──────── Data for review
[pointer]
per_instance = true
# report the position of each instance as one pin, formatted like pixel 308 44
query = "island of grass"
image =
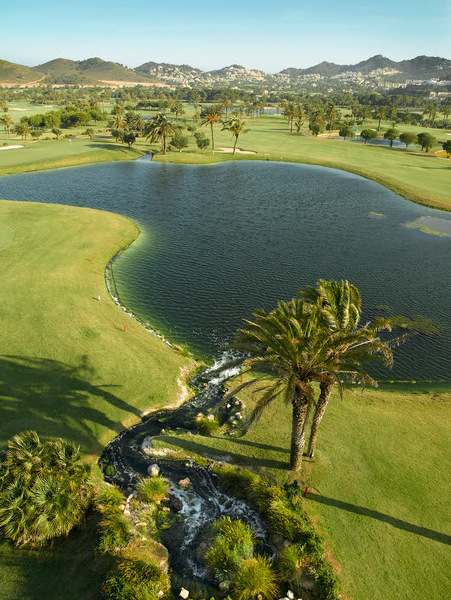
────────────────
§ Instructions to follow: Please copy the data above exactly, omitting the pictures.

§ Response below:
[pointer]
per_instance = true
# report the position of each instance as one pin, formatted like pixel 308 44
query = "island of grass"
image =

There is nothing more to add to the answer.